■ Work to be completed ■
Which lines in the material below contain the string "item"? Find each one and copy it in full.

-- start --

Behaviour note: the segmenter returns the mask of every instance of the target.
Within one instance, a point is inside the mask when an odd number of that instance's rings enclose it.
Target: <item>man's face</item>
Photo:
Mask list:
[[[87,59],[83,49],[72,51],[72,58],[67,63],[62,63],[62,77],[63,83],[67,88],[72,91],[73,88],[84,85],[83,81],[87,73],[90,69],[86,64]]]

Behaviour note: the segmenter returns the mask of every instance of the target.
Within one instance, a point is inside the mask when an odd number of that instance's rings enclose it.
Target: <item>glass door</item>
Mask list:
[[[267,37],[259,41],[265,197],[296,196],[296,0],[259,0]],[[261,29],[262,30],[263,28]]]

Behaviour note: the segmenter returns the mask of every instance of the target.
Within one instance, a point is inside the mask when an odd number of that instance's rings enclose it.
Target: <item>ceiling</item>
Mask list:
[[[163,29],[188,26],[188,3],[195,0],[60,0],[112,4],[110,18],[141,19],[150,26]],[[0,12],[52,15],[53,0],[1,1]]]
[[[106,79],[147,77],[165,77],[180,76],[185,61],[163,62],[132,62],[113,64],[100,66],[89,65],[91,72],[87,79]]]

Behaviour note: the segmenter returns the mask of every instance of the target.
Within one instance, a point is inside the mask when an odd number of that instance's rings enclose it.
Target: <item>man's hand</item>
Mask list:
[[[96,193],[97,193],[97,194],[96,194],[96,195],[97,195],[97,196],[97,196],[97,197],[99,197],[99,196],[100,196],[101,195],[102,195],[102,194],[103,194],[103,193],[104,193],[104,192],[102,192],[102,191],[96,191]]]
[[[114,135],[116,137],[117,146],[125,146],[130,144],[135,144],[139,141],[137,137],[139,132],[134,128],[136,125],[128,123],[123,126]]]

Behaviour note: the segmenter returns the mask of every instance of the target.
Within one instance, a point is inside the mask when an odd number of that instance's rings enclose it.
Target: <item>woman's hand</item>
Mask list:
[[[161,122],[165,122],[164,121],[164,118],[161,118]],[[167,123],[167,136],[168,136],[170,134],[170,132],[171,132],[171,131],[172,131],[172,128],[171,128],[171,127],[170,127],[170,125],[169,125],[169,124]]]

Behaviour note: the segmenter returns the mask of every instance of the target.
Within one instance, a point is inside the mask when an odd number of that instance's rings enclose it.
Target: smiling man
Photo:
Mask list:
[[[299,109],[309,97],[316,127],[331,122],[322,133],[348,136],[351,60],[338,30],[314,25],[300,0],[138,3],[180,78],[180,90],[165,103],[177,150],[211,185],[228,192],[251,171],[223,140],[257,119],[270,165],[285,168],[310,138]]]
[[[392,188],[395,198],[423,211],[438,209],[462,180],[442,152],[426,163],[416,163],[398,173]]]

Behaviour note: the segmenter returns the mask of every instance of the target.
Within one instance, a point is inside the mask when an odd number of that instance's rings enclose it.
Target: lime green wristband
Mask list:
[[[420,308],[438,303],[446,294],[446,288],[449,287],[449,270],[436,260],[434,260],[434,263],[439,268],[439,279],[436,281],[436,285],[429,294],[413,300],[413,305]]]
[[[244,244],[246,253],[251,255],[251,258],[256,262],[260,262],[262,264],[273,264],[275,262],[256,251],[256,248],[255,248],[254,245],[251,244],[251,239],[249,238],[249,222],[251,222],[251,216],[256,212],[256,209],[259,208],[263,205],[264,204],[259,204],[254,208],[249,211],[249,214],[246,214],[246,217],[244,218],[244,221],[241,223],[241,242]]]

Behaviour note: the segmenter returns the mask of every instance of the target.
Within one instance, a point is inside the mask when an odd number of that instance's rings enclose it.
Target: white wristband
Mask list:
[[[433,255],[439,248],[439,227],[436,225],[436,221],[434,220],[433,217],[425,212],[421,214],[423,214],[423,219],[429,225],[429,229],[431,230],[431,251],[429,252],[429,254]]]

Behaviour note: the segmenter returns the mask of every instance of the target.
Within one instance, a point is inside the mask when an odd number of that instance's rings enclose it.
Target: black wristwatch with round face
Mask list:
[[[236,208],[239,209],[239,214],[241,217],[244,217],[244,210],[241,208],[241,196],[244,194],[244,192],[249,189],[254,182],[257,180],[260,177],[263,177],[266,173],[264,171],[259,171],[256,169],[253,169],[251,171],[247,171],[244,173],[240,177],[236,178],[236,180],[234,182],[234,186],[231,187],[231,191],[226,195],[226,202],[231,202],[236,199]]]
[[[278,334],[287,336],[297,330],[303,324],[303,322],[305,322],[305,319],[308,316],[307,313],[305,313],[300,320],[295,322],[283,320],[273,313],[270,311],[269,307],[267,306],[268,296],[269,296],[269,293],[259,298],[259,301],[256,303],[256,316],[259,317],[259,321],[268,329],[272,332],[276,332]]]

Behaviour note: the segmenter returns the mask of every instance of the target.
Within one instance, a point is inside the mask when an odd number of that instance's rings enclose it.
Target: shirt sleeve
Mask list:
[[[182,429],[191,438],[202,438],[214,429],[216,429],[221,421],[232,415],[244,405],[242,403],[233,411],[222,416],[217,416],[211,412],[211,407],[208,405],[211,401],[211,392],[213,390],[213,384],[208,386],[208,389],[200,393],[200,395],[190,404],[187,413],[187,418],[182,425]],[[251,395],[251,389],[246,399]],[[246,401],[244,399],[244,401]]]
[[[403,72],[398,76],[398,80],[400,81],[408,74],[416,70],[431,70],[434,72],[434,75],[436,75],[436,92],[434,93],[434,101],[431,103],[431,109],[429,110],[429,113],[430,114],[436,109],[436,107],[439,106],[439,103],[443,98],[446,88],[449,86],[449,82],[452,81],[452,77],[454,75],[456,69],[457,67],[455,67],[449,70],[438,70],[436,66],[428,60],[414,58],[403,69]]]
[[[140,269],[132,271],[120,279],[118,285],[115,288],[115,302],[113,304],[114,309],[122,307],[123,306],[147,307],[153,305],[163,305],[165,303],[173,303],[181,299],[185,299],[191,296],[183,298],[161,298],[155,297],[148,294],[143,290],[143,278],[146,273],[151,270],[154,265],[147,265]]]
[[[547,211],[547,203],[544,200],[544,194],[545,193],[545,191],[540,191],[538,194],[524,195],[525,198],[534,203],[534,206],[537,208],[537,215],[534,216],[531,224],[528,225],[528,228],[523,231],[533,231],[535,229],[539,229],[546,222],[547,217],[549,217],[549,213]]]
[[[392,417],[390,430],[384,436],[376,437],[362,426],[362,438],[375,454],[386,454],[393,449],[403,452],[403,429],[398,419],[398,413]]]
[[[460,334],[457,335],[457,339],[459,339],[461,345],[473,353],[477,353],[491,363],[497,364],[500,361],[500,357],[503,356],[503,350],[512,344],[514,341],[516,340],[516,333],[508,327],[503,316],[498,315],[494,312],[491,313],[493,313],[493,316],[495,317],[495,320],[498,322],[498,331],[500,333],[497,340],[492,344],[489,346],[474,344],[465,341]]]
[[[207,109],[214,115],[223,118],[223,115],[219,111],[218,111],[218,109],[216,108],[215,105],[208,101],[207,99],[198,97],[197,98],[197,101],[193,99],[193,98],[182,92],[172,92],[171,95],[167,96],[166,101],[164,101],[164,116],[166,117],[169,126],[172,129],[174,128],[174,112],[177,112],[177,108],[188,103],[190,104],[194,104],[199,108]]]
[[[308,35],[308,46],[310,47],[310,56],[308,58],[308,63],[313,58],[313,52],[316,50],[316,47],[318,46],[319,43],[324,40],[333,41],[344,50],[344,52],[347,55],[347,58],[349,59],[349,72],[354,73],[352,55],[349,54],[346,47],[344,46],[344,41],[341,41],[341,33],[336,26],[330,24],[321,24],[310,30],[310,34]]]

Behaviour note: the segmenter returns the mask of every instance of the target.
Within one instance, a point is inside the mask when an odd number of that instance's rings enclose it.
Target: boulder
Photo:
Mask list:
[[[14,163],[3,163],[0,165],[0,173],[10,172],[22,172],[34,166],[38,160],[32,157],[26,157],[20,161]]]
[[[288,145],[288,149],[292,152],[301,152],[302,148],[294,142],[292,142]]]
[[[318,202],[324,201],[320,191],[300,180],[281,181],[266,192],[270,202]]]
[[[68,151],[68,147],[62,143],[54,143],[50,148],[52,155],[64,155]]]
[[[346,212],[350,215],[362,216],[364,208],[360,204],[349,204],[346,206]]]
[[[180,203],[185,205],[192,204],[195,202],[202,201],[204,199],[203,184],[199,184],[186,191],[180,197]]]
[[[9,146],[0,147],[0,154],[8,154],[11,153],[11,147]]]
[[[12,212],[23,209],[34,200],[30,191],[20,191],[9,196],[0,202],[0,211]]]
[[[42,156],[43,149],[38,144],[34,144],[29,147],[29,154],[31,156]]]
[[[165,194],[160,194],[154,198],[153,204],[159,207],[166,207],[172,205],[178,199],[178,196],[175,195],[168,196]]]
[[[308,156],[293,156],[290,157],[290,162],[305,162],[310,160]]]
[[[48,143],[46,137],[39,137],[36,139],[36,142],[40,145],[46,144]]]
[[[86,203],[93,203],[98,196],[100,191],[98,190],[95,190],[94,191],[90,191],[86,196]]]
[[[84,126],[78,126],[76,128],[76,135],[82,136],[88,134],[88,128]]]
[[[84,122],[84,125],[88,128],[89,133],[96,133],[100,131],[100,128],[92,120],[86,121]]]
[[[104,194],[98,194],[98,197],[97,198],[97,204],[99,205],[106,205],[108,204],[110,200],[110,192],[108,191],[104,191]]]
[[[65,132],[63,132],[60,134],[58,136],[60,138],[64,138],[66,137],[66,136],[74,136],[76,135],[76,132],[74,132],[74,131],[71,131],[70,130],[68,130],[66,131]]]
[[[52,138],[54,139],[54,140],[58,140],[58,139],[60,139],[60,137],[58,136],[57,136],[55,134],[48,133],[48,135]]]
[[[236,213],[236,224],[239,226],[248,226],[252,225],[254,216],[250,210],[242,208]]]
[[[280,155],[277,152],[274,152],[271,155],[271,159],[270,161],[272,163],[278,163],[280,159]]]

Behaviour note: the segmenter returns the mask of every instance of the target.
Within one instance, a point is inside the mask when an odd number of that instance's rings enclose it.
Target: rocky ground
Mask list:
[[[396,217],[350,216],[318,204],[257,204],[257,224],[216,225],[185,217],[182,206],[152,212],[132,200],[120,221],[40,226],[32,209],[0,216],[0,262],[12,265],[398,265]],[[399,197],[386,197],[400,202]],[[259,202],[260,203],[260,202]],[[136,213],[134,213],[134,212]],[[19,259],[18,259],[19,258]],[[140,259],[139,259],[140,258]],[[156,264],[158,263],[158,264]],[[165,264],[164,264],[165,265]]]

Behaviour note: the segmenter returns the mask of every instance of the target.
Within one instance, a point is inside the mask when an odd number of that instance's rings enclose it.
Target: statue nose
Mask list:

-- end --

■ Response ■
Target: <item>man's face</item>
Target: <item>glass door</item>
Target: <item>ceiling</item>
Target: <item>man's hand</item>
Target: <item>woman's hand</item>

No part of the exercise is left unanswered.